**Given task**
Retype the material below exactly, everything from the line containing "Given the following task — detect blonde" down to the line containing "[338,398,526,566]", including both of those lines.
━━━━
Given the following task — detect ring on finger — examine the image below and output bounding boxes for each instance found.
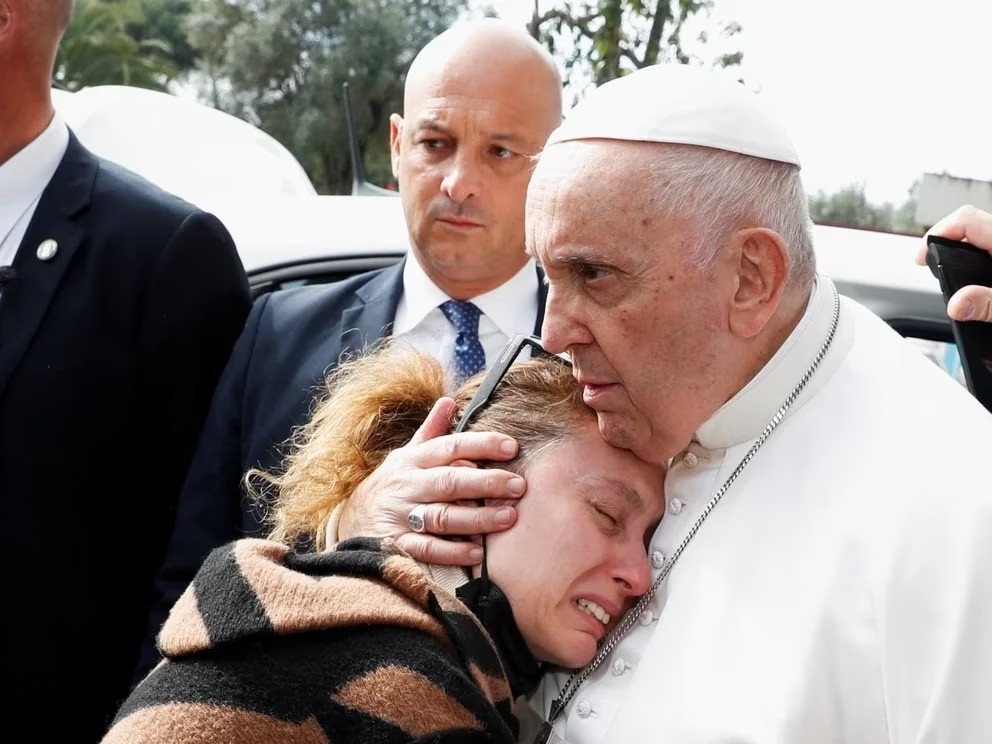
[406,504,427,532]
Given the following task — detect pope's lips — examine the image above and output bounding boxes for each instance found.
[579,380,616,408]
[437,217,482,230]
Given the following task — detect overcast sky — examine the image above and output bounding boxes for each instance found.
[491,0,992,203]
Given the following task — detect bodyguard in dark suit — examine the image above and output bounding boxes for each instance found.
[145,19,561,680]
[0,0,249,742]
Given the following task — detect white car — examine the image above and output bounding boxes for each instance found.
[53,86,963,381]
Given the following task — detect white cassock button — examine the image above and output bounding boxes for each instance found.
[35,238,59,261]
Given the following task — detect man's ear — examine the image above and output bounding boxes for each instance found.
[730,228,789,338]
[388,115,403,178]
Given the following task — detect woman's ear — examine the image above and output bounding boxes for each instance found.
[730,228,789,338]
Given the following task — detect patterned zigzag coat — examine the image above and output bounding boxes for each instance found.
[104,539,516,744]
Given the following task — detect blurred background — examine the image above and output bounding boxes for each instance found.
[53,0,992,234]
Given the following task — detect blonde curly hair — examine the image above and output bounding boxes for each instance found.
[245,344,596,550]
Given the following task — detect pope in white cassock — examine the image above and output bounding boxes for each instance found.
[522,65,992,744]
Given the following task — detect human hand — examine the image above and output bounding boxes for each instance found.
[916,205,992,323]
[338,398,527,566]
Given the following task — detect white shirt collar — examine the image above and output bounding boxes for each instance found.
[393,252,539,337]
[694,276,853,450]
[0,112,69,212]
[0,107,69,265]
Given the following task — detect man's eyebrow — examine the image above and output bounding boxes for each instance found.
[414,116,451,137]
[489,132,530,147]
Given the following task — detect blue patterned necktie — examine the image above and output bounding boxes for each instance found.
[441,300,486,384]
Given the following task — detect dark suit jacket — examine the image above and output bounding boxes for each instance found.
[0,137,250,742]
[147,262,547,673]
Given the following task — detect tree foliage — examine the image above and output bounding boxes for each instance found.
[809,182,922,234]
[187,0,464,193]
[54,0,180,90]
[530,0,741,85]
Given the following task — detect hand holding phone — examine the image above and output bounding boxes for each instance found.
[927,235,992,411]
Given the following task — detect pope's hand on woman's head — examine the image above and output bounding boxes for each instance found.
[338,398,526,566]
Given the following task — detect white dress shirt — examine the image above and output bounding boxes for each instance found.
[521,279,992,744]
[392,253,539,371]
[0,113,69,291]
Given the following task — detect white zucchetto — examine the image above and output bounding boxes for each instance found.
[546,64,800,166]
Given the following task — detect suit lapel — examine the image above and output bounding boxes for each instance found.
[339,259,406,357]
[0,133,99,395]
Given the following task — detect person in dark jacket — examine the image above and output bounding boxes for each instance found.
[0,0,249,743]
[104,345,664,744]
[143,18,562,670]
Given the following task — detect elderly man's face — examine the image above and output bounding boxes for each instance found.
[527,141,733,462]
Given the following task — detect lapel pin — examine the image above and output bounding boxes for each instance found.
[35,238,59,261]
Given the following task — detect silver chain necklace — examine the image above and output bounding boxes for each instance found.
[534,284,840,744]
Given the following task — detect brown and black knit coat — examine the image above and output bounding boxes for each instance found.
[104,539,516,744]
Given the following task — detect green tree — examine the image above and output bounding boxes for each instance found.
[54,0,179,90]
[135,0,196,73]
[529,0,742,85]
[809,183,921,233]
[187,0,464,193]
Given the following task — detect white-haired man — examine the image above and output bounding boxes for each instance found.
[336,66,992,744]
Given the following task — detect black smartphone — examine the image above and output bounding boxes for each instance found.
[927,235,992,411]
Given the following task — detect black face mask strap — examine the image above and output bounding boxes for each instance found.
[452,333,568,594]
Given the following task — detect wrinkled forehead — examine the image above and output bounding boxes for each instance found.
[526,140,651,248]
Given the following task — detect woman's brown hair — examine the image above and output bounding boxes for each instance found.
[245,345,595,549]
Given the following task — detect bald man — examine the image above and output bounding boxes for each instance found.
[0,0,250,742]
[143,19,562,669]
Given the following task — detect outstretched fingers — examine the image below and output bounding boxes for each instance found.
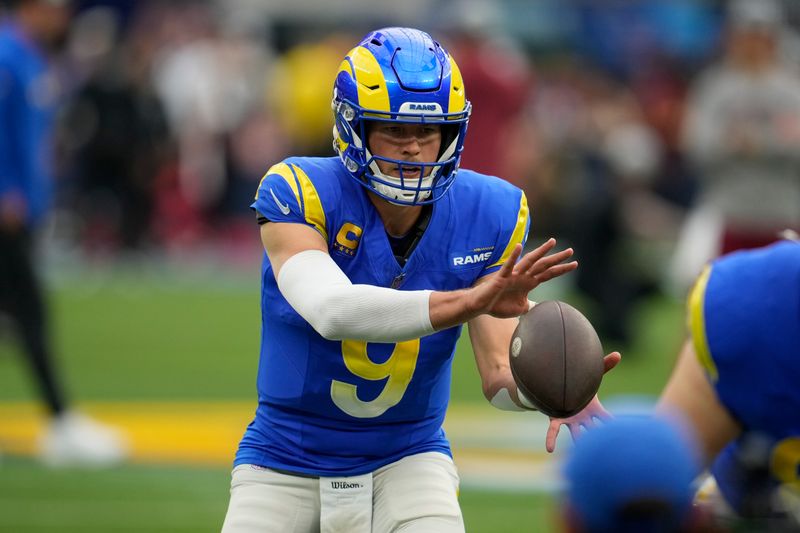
━━━━
**Complete response**
Given the following task — detect blonde curly hair — examine the image above and output bounding boxes for each instance found.
[245,344,596,550]
Given the following task — detect pope in white cassock — examine the image above and output bounding boxes for each instance found.
[522,65,992,744]
Given the following task — detect human hand — examine the image above and output bounding boxes for each instance found.
[916,205,992,323]
[338,398,527,566]
Given the following task — detect white shirt collar — examine the image above and output bounding boxes for each instance found.
[393,252,539,337]
[694,276,853,450]
[0,112,69,212]
[0,107,69,265]
Given the following task — detect man's eyebrow — examine the image above and output bounding boxes for each instance found.
[414,116,451,137]
[489,132,530,147]
Given the following task — detect blue patterned necktie — examine the image above and output bounding boxes for each instance found.
[441,300,486,384]
Given the following task — detect dark suit jacket — examine the image above and output bounding boxes for each instance found.
[0,137,250,742]
[147,262,547,673]
Given the following task — detect tree foliage — examine the image above and output bounding boxes for each instance found.
[809,182,922,234]
[187,0,464,193]
[54,0,180,90]
[530,0,741,85]
Given the following task — detect hand holding phone — examine the image above and output bounding boxes for each instance found.
[927,235,992,411]
Given the following task — detect pope's hand on woman's head — examine the image above and output bounding boxes for each instance found.
[338,398,526,566]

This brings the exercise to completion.